▸ **Collected data entries**
|---|

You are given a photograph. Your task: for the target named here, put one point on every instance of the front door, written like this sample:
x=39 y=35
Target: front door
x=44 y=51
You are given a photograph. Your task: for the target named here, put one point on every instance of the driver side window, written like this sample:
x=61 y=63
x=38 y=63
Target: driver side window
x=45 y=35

|---|

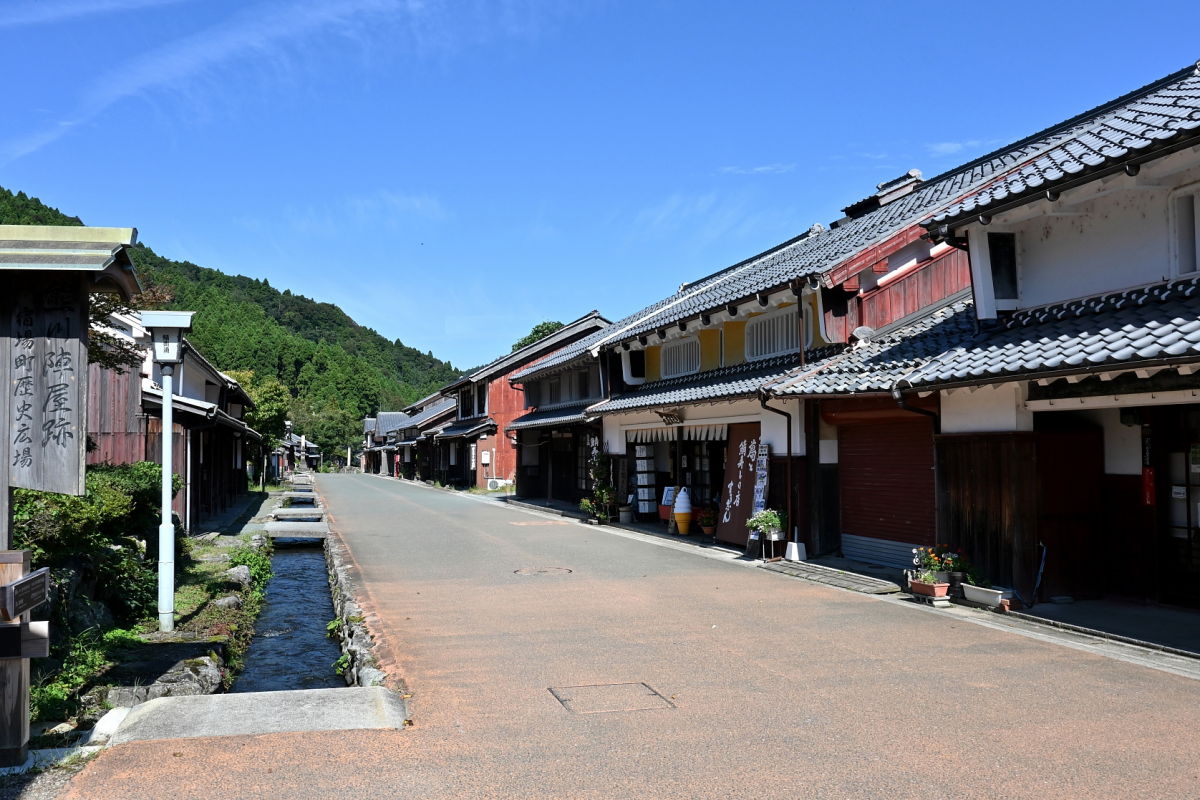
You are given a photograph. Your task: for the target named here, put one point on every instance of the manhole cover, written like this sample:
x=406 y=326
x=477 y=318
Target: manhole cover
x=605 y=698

|---|

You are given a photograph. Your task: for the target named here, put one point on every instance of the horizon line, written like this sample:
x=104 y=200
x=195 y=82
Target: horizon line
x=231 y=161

|---|

State how many lines of the records above contain the string "door", treating uppercase and lowercase as distinct. Give only the number.

2